* _Given request_:
Copy the records from the line containing "Expected: one point per instance of the dark" through the end of the records, requests included, and add 140 to each coordinate in the answer points.

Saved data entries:
........

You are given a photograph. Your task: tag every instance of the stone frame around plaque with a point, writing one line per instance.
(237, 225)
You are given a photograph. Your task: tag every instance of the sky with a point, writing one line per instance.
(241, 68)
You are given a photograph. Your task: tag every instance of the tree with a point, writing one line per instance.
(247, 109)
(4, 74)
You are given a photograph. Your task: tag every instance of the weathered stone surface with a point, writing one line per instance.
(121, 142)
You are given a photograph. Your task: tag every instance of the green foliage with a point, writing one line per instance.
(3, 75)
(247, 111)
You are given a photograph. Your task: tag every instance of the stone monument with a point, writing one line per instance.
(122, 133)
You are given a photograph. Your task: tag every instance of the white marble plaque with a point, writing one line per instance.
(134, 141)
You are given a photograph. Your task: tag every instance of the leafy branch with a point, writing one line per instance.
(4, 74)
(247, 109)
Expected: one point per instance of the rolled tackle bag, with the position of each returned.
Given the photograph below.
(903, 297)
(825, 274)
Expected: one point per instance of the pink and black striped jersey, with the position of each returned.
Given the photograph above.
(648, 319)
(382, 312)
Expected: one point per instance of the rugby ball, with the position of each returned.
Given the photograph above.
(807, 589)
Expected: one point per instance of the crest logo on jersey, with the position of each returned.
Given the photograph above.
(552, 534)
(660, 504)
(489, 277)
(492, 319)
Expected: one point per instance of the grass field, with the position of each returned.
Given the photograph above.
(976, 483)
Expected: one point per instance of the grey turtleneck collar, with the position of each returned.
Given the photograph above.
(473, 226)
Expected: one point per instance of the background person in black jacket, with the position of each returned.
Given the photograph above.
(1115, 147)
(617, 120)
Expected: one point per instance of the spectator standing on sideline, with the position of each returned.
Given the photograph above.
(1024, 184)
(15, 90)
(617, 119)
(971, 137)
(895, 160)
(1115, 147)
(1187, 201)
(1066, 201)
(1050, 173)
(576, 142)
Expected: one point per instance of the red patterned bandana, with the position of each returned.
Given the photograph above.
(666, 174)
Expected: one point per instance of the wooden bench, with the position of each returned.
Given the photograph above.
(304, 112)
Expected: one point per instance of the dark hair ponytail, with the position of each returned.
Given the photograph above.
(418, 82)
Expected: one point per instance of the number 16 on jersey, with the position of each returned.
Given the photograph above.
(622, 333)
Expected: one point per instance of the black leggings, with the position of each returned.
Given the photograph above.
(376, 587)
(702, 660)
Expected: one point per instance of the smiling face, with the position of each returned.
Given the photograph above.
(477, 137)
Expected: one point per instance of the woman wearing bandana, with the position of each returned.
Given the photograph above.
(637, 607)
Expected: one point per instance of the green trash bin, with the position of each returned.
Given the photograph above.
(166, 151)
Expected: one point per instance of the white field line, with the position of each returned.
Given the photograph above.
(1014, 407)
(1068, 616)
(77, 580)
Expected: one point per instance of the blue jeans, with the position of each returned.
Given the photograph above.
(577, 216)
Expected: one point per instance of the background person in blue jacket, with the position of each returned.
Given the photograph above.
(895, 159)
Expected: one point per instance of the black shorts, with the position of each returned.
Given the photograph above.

........

* _Reply to the task_:
Expected: one point per instance of the dark hair ponytail, with the position of each returned.
Given the photograph above.
(558, 222)
Expected: one point per instance of the number 16 on jersey, with the position of each returned.
Given the photograph above.
(762, 473)
Expected: one point per instance of the black leggings, with the position of each returned.
Given the photograph above.
(516, 727)
(842, 800)
Expected: one point per instance of the smiling face, with the position of each returned.
Given the photograph above.
(617, 277)
Expected: one point per instance of the woman wearing bandana, with the position of each returned.
Given the photograph above.
(777, 747)
Expected: one point per instance of the green trash bin, with the position of each returned.
Given the photograph above.
(306, 291)
Expected: one point per instance of the white field line, with the position of each returned.
Given the photograph above.
(1154, 547)
(1208, 756)
(217, 720)
Expected: one point per instance of the blue jeans, with the position of each returned.
Given the photograph above.
(717, 356)
Expected: one point per instance of the background person in blue jacket, with the position of each returned.
Given the photograph above.
(1035, 299)
Expected: one point per instance of the black shorts, with the position of each returned.
Given the photograph above.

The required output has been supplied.